____ Data shown
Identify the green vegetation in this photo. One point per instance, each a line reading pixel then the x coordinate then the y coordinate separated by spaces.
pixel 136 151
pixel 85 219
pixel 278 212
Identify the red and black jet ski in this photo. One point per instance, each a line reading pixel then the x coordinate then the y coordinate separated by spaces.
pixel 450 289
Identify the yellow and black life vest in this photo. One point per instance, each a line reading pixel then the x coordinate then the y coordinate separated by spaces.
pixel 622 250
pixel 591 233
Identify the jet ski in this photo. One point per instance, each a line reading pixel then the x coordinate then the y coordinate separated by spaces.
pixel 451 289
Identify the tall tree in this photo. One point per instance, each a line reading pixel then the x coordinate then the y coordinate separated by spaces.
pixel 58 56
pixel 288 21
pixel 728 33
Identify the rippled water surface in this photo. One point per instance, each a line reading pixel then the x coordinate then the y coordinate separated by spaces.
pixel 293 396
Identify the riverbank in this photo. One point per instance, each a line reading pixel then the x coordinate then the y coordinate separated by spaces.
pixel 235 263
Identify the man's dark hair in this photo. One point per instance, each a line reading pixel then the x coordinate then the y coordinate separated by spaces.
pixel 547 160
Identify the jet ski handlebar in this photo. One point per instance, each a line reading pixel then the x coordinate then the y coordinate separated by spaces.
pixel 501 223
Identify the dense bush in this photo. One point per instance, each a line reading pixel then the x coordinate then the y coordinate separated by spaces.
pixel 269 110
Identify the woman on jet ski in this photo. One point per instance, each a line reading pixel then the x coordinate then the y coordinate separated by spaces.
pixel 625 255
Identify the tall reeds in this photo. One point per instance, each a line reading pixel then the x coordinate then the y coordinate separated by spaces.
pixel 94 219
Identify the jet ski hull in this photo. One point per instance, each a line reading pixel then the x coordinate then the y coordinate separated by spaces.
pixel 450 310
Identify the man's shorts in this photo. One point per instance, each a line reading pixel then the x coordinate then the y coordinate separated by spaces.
________
**Task to complete:**
Please write out the rows verbatim, from the very first line of the rows through the line that contains "pixel 278 212", including both of those lines.

**Correct response:**
Identify the green vegetation in this photo. One point per instance, each a line reading pixel then the x coordinate then the y coordinate separated by spaces.
pixel 136 151
pixel 85 219
pixel 278 212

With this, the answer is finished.